→ Passage shown

Create the zone definition file /etc/neutron/ml2_zones.txt. This file uses the JSON format and tells Neutron how the physical network is setup:

  • How many 10G NICs each compute host has. (So Neutron can connect a virtual machine to a suitable port.)
  • For each 10G NIC, the appropriate VLAN and subnet to use for each zone. (So that the virtual machine can be assigned a VLAN and IP address that match the physical port.)

The format of the file is:

[
  {
    "host":"HOST NAME",
    "port":"PORT NAME",
    "zone":ZONE NAME,
    "vlan":VLAN NUMBER,
    "subnet":"SUBNET",
    "used":[LIST OF IPs]
  },
....
]

Here is an example /etc/neutron/ml2_zones.txt for one compute host compute01 with two physical ports and zones 1-3 available:

[
  {
    "host":"compute01",
    "port":"port1",
    "zone":1,
    "vlan":101,
    "subnet":"2003:0:1::/64",
    "used":["2003:0:1::1","2003:0:1::2"]
  },
  {
    "host":"compute01",
    "port":"port1",
    "zone":2,
    "vlan":102,
    "subnet":"2003:0:2::/64",
    "used":["2003:0:2::1","2003:0:2::2"]
  },
  {
    "host":"compute01",
    "port":"port1",
    "zone":3,
    "vlan":103,
    "subnet":"2003:0:3::/64",
    "used":["2003:0:3::1","2003:0:3::2"]
  },
  {
    "host":"compute01",
    "port":"port2",
    "zone":1,
    "vlan":201,
    "subnet":"2003:1:1::/64",
    "used":["2003:1:1::1","2003:1:1::2"]
  },
  {
    "host":"compute01",
    "port":"port2",
    "zone":2,
    "vlan":202,
    "subnet":"2003:1:2::/64",
    "used":["2003:1:2::1","2003:1:2::2"]
  },
  {
    "host":"compute01",
    "port":"port2",
    "zone":3,
    "vlan":203,
    "subnet":"2003:1:3::/64",
    "used":["2003:1:3::1","2003:1:3::2"]
  },
]

Create Neutron base networks and subnets

Create a network for each zone that we will use:

neutron net-create 1 --provider:network_type zone --provider:segmentation-id 1
neutron net-create 2 --provider:network_type zone --provider:segmentation-id 2
neutron net-create 3 --provider:network_type zone --provider:segmentation-id 3

Create a subnet for each zone that we can allocate preliminary IP addresses from:

neutron subnet-create --ip-version 6 1 0::0/0 --no-gateway --allocation-pool start=0::10,end=0::ffff:ffff:ffff:ffff
neutron subnet-create --ip-version 6 1 0::0/0 --no-gateway --allocation-pool start=0::10,end=0::ffff:ffff:ffff:ffff
neutron subnet-create --ip-version 6 1 0::0/0 --no-gateway --allocation-pool start=0::10,end=0::ffff:ffff:ffff:ffff

Test scenarios

VM with one NIC

Commands:

# Create a port in zone 1
$ neutron port-create 1
# Boot VM with this port attached
$ nova boot --flavor F --image I --nic port-id=<port-id>

Expected results:

Virtual machine boots successfully.

Port object is updated with the following vif_details attributes (seen with neutron port-show):

Key Value
zone_host Hostname of selected compute host
zone_port Name of selected physical port
zone_ip IP address assigned (matching physical port)

→ Things to do
A. Answer these questions from the Neutron zone setup guide, one answer per line, marked the same way:
(i) What format does the file /etc/neutron/ml2_zones.txt use?
(ii) In the example file, which VLAN goes with port2 in zone 2?
(iii) Which vif_details key holds the name of the selected physical port?
B. Continue the Neutron zone setup guide from the point where it stops.

→ Extracted data
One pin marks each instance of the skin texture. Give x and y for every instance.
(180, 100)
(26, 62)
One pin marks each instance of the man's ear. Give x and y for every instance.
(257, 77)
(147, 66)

→ Solved problems
A.
(i) JSON
(ii) 202
(iii) zone_port

B.
zone_vlan VLAN assigned (matching physical port)

VM with two NICs

Commands:

# Create Neutron ports in two different zones
$ neutron port-create 1
$ neutron port-create 2
# Boot a VM with both ports attached
$ nova boot --flavor F --image I --nic port-id=<first-port-id> --nic port-id=<second-port-id>

Expected results:

Virtual machine boots successfully.

Port objects are updated with vif_details corresponding to the case above.

VM with two high-bandwidth NICs

Commands:

# Create two ports each with 10Gbps bandwidth
$ neutron port-create 1 -binding:profile type=dict zone_gbps=10
$ neutron port-create 2 -binding:profile type=dict zone_gbps=10

# Boot VM with this port attached
$ nova boot --flavor F --image I --nic port-id=<first-port-id> --nic port-id=<second-port-id>

Expected results:

Virtual machine boots successfully.

The ports are assigned to separate physical NICs: Check that port has a different value for vif_details.zone_port.

Two VMs, same zone

Commands:

# Create first VM
$ neutron port-create 1
$ nova boot --flavor F --image I --nic port-id=<port-id from prev command>
# Create second VM
$ neutron port-create 1
$ nova boot --flavor F --image I --nic port-id=<port-id from prev command>

Expected results:

Both VMs boot successfully.

The VMs can ping each other.

Two VMs, different zone

Commands:

# Create first VM
$ neutron port-create 1
$ nova boot --flavor F --image I --nic port-id=<port-id from prev command>
# Create second VM
$ neutron port-create 2
$ nova boot --flavor F --image I --nic port-id=<port-id from prev command>

Expected results:

Both VMs boot successfully.

The VMs cannot ping each other.

Two VMs, bandwidth limited

Two VMs, security group restricted

  • Check that security group is enforced.
  • Check that security group can be changed while VMs running.

Two VMs, L2TPv3 tunnelled

Tunnel to VMs to each other.

Many VMs

Test that booting 50 VMs on the same physical port works.

Network not available

Test that an error occurs when trying to boot a VM on a network that is not available on the physical port (missing zone definition).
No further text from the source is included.